To do>
A. In the Southern Weekly article, rewrite everything from "Southern Weekly has" down to "2000 years wrong.", putting "propaganda article" in place of "propaganda piece".
B. Pick up the Southern Weekly article after its last sentence and keep writing.

Selected text>
>>

Modern China’s first open war over freedom of speech accelerated

Alia | January 6th, 2013 - 4:02 pm

When something is referred to as an “incident” in China, you know that ugly things have happened. For example, the Tiananmen Square incident…The forced replacement of Southern Weekly’s 2013 New Year greeting piece is now an “incident” and still evolving, with several official Southern Weekly Weibo accounts being deleted and editors on strike.This is probably the first time in communist China when journalists openly fight for freedom of speech against the government. Whether or not the “Southern Weekly incident” can bring significant change is still unknown, but as of now, the paper is shouting loud to everybody in the country: “It’s war and let’s fight!.”

Southern Weekly

Southern Weekly has always been the most outspoken and influential liberal media in China. The weekly newspaper has a tradition to publish a “New Year Messages” editorial at the beginning of every year. This year, however, the paper’s original piece “China’s Dream, the Dream of Constitutionalism,” which called for rule by the country’s constitution, was forced to be replaced with a propaganda piece glorifying the Party. To make it worse, the propaganda piece had an egregious error about Chinese historic figure Da Yu – it was 2000 years wrong.

The bland interference of government with editorial autonomy has caused an uproar among Southern Weekly journalists, its readers and liberal intellectuals across the country. On Jan 4, former journalists working at the newspaper signed an open letter, asking Tou Zhen, propaganda chief of Guangdong province who ordered the replacement, to resign. Those who currently work at the newspaper also voiced their anger and frustration through their Sina Weibo accounts (China’s leading microblogging service). As a result, the Weibo accounts of more than 10 Southern Weekly journalists were banned from updating or deleted. But things have gotten even worse today…. If this is modern China’s first open war over freedom of speech between journalists and the government, then the war is definitely accelerating…at a blazing speed.

<<

Material provided>

>>

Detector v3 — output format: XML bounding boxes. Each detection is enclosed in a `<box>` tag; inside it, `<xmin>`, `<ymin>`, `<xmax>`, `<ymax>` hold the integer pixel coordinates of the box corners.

<<

Expected responses>
A.
Southern Weekly has always been the most outspoken and influential liberal media in China. The weekly newspaper has a tradition to publish a “New Year Messages” editorial at the beginning of every year. This year, however, the paper’s original piece “China’s Dream, the Dream of Constitutionalism,” which called for rule by the country’s constitution, was forced to be replaced with a propaganda article glorifying the Party. To make it worse, the propaganda article had an egregious error about Chinese historic figure Da Yu – it was 2000 years wrong.

B.
Today at 9:20 pm tonight, the official Weibo account of Southern Weekly issued the following public notice:

“To readers: The New Year Messages editorial on the newspaper’s New Year special edition on January 3 was written by one of our editors as part of a special feature called “pursuing dreams.” The cover story was drafted by an internal staff who is in charge of the newspaper. Related online rumors are untrue. Due to limited time and careless work, the piece has some errors. We hereby apologize to our readers.”

Only 2 minutes earlier at 9:18 pm, 风端, who is in charge of Southern Weekly’s new media management, claimed that the above announcement by Southern Weekly Weibo account was not by Southern Weekly:

“My announcement: I have already worked with general manager Mao Zheshang who also managed the paper’s new media business to turn in the password for Southern Weekly Weibo account. I’m no longer responsible for announcements or any other content published by that account. Thanks. Hope you can understand. By Wu Wei.”

Minutes later at 9:23 pm, the official Weibo account of Southern Weekly Culture (the account has already been deleted by Sina) confirmed that “Southern Weekly’s official Weibo account @南方周末 no long belongs to the paper.”

Less than an hour later, 东方愚, journalist and editor at Southern Weekly, announced that a strike started:

“The strike is on. Singed open letter is coming soon.”

Another journalist at the paper Nomilk echoed: “We have no choice but to strike.”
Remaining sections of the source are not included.